> [Text section]:
********************

Dreaming and the Organizing Function of the Ego

Cecily De Monchaux

In this paper I am going to be concerned with the role of dreaming, not for the sleeper, but for the wide-awake person who reports the dream to the analyst. If I confine the setting to that of the analytic treatment, it is because, as Freud (1923p. 117) put it, 'the employment of dreams in analysis is something very remote from their original purpose'. These limitations do not by any means rule out considerations of dream content—indeed, one of my aims in this paper is the clarification of some relations between the form and content of dreams. But I am choosing to tackle the problem here not from the point of view of the relation between content and form within the dream, as Erikson (1954), for instance, has done so imaginatively; rather, I want to examine the relation between dreaming and other modes of action in analysis.

In the development of psychoanalysis subsequent to the publication of the 'Interpretation of Dreams' (Freud, 1900), dream theory provided generously for all areas of the growing discipline. Paradigmatically, the neurotic symptom was conceived as a long-term waking dream, its latent content sustained in disguise by defence mechanisms; the concept of topographical regression in the developmental model of the dream was generalized to be applied in the concept of the life history of the dreamer; and most significant of all, the transference phenomenon was understood in dream terms as the expression of an ever-present if latent set of wishes both freed and stimulated by certain features of the analytic situation, as the dream thoughts were both freed and stimulated by the sleep state.

********************

> [Tasks and exercises]:
(1) In the excerpt on dreaming and the ego, whose treatment of the relation between content and form within the dream is called imaginative?
(2) Write out the part of the excerpt on dreaming and the ego from "Cecily De Monchaux" to "action in analysis.".
(3) List every author-and-year reference cited in the excerpt on dreaming and the ego.

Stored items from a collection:
********************

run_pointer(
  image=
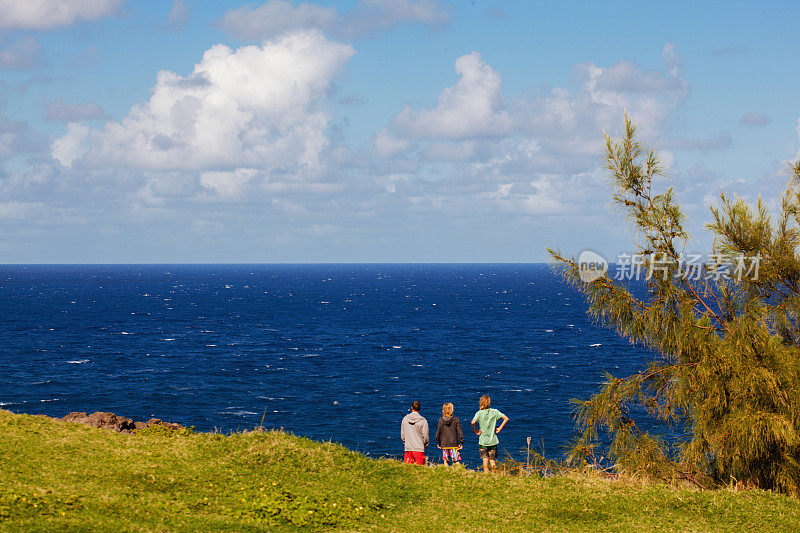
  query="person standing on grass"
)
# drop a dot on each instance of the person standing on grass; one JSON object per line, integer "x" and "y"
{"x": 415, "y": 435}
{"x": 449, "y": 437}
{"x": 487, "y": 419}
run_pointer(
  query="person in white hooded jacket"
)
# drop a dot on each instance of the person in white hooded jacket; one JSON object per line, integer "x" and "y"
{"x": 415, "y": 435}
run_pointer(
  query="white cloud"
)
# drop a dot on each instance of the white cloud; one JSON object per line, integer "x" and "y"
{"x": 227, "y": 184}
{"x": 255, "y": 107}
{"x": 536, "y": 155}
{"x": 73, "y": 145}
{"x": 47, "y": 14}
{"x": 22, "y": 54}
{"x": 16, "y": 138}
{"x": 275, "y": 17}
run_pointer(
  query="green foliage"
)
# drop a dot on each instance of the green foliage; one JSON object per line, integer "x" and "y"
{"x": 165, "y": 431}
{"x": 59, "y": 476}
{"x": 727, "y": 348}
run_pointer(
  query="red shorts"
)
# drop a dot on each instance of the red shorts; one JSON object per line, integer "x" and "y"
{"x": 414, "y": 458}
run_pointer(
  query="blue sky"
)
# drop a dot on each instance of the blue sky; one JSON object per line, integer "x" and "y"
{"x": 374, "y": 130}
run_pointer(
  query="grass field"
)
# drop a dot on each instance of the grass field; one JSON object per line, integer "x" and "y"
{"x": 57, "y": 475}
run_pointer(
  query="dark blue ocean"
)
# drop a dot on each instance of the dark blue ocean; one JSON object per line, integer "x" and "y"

********************

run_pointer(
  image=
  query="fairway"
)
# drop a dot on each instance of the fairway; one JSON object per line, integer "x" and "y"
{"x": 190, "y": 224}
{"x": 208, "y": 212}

********************

> [Solved problems]:
(1) Erikson (1954)

(2)
Cecily De Monchaux

In this paper I am going to be concerned with the role of dreaming, not for the sleeper, but for the wide-awake person who reports the dream to the analyst. If I confine the setting to that of the analytic treatment, it is because, as Freud (1923p. 117) put it, 'the employment of dreams in analysis is something very remote from their original purpose'. These limitations do not by any means rule out considerations of dream content—indeed, one of my aims in this paper is the clarification of some relations between the form and content of dreams. But I am choosing to tackle the problem here not from the point of view of the relation between content and form within the dream, as Erikson (1954), for instance, has done so imaginatively; rather, I want to examine the relation between dreaming and other modes of action in analysis.

(3)
Freud (1923)
Erikson (1954)
Freud (1900)